CHALLENGE:
Render the items from the line containing "gray hair with a single marker." through the line containing "the shopping bag with a single marker." as a Markdown table with the columns Row and Line, numbering each row and leaving out blank lines.

DATASET ENTRIES:
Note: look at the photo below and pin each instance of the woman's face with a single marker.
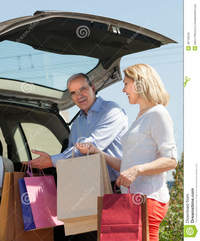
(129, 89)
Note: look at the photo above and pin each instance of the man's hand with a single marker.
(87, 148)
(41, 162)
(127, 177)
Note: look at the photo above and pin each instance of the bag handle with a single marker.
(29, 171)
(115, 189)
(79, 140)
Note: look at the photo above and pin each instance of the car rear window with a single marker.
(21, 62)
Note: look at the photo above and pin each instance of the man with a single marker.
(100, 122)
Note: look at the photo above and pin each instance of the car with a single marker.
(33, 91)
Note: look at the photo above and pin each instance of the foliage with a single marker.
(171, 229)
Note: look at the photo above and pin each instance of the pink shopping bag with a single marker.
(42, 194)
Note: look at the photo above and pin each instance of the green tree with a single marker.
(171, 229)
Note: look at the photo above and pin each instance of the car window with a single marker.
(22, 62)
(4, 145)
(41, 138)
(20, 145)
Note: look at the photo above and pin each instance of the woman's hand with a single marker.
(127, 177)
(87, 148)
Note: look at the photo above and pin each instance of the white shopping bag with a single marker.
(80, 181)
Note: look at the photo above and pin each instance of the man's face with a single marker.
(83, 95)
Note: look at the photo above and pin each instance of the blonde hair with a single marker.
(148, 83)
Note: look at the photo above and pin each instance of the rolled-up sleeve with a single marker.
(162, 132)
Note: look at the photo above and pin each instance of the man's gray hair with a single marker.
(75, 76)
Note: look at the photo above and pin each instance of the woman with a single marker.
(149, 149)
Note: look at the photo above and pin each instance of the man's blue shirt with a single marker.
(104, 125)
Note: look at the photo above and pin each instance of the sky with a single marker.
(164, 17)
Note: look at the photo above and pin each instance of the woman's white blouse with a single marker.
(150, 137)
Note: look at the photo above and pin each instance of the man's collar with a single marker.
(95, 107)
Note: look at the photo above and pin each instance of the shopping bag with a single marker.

--

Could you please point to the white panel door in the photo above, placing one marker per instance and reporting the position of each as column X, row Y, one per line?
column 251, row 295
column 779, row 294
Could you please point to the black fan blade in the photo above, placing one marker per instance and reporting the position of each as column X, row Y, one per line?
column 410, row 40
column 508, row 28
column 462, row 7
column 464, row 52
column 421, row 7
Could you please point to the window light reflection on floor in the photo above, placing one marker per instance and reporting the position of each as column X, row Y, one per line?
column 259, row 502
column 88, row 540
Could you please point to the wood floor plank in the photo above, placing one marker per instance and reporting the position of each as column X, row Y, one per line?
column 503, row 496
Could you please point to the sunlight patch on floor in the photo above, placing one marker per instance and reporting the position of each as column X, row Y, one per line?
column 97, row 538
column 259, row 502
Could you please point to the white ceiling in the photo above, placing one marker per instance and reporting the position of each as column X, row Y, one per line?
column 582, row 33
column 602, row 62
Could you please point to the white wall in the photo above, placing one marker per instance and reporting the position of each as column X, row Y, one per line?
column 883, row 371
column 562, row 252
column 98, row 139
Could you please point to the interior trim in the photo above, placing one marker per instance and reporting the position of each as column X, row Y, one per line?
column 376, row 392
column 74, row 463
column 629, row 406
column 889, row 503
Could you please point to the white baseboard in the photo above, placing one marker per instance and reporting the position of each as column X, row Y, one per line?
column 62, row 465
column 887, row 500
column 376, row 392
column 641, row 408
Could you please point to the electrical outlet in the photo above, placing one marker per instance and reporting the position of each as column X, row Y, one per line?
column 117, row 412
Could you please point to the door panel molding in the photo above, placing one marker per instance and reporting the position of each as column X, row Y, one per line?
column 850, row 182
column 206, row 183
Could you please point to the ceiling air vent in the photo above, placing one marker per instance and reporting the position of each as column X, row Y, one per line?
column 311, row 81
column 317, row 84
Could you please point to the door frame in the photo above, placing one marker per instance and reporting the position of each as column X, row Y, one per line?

==

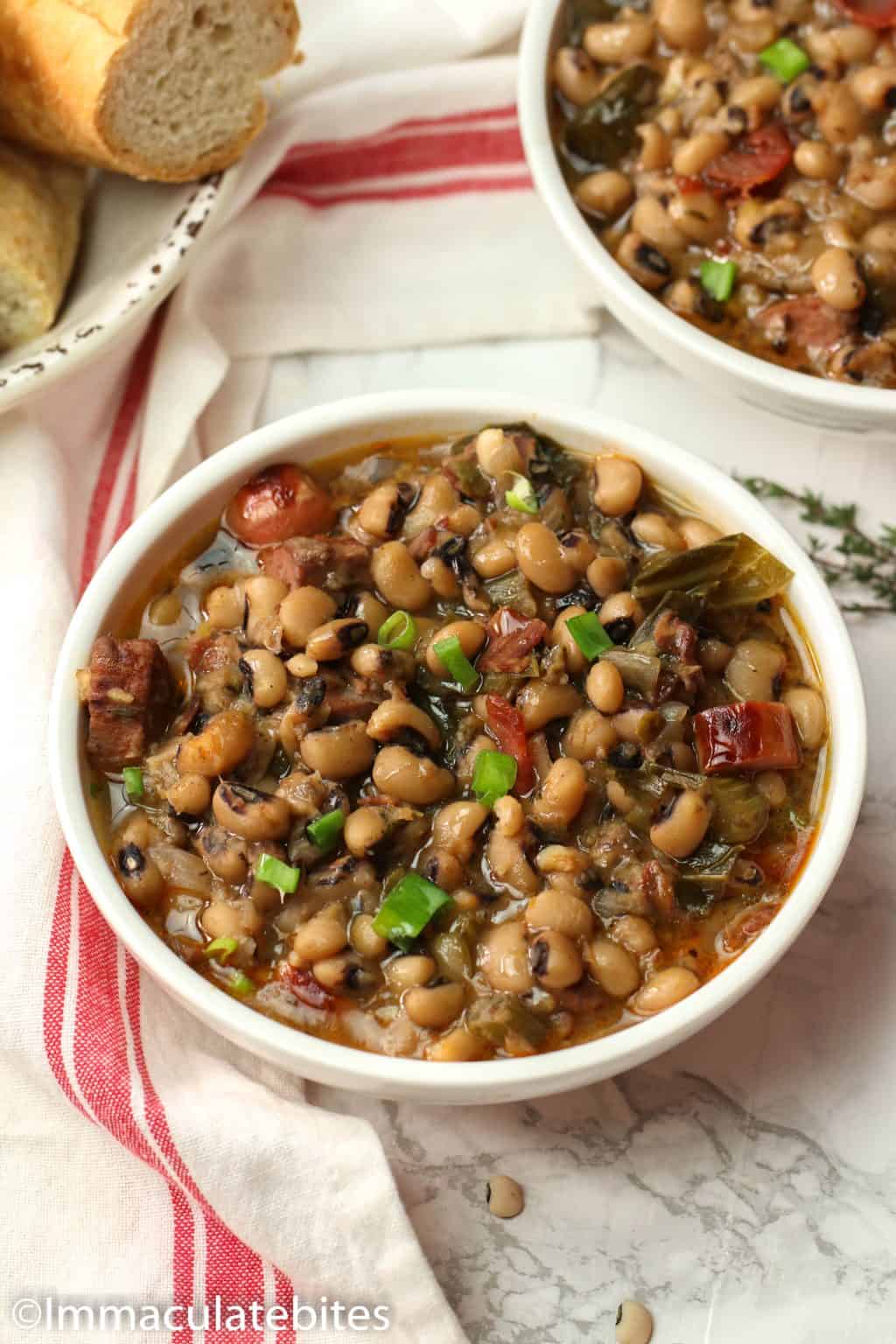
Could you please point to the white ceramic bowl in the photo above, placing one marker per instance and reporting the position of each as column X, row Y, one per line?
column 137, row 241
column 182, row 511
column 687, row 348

TASK ANSWER:
| Row | Line |
|---|---|
| 1 | Note: look at the photo above and pin each instance of the man's gray hair with a single marker. |
| 2 | (75, 76) |
| 3 | Note: look at the photo above and pin each instance of the woman with a single marker. |
| 4 | (149, 149) |
| 5 | Note: look at the photo above and pin each instance of the man's blue shirt with a single marker. |
| 6 | (104, 125) |
| 7 | Note: look at the photo above and pin each instance of the sky with a single marker. |
| 8 | (164, 17) |
| 9 | Note: look at the photo above and pin each instance of the woman's white blouse with a single marker. |
| 10 | (150, 137) |
| 11 | Note: look at the photo above and pin each instance of the man's collar with a single marker. |
| 12 | (95, 107) |
| 13 | Note: look at the photo above and pin each instance of the shopping bag with a single marker. |